WORK INSTRUCTIONS — Retype exactly the lines below, starting with the line that contains "Reviewer note: every instance of the snow-covered shrub" and ending with the last line; leave out any pictures.

RECORDS TO PROCESS Block Start

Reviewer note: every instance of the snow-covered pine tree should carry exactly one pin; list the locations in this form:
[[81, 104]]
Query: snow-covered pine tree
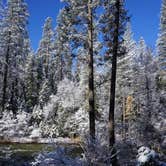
[[14, 35], [63, 44], [83, 35], [45, 47], [125, 79], [30, 78], [44, 94], [144, 92], [45, 64], [114, 14], [161, 43]]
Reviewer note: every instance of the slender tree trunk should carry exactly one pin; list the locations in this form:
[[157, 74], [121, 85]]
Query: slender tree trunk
[[91, 76], [111, 126], [5, 76]]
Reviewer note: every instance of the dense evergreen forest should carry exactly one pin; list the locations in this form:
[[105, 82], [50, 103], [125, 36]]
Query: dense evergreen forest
[[88, 80]]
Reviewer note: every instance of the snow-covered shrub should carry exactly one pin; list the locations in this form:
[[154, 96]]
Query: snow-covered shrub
[[146, 156], [95, 153], [78, 123], [60, 157]]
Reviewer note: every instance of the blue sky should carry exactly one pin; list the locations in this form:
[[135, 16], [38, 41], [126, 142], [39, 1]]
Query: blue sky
[[144, 14]]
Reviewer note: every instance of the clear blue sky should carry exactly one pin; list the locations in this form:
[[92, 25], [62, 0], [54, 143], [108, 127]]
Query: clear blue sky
[[144, 18]]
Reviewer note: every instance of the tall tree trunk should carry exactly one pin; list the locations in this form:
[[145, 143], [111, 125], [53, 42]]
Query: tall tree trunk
[[111, 126], [91, 72], [5, 75]]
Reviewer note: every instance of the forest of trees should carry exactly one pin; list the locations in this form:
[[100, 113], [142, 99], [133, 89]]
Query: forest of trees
[[88, 75]]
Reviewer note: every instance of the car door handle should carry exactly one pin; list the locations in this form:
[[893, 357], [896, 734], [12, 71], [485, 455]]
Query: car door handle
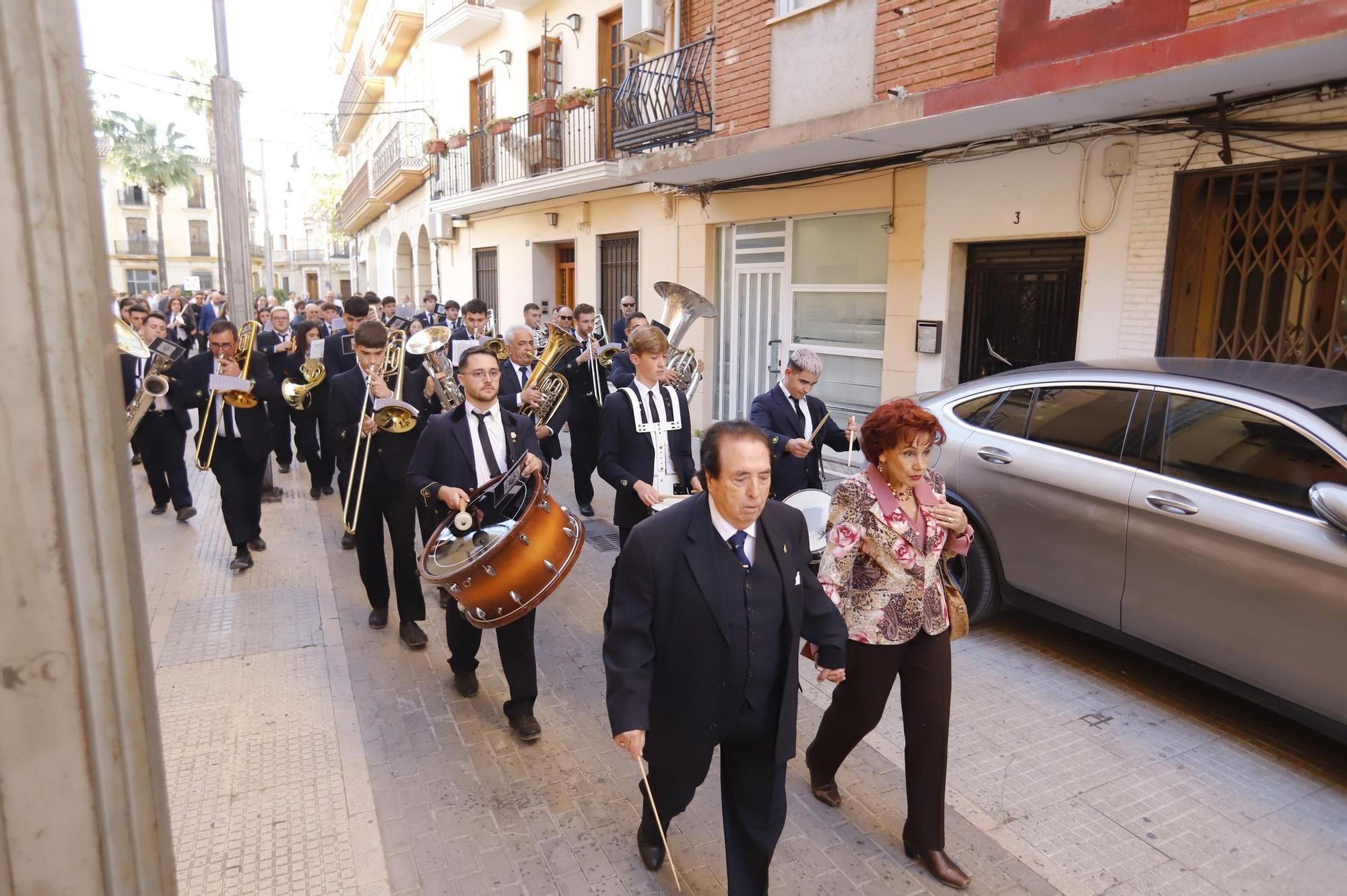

RECORDS TO PROCESS Block End

COMPLETED TASK —
Reviewer note: every instance of the snow-covered shrub should carry exactly one pin; list the locations in this form:
[[154, 96]]
Query: snow-covered shrub
[[146, 156], [95, 153], [78, 123], [60, 157]]
Reviewer note: every instance of the blue sky should carry exactly one pin; list the locations in this form:
[[135, 16], [38, 41], [126, 142], [39, 1]]
Query: blue sky
[[144, 14]]
Reviewer note: every instance of the clear blue sky should carry exactly one pin; list the locations in this form:
[[92, 25], [62, 0], [54, 143], [108, 127]]
Query: clear blue sky
[[144, 18]]
Reviewer note: every instance of the tall tree trunk should carry exactly one pin; list the locations in this form:
[[145, 143], [111, 125], [53, 42]]
Query: tall tree trunk
[[111, 126], [91, 72], [5, 75]]
Reviewer note: every instance of the forest of trees should carry exactly one pin; list the locations in this form:
[[100, 113], [142, 99], [133, 89]]
Query: forest of trees
[[88, 75]]
Reviewer note: every instance of the car door handle should carry exactly one pin; list the locations in this form:
[[893, 357], [896, 734], [12, 71], [485, 455]]
Query: car door handle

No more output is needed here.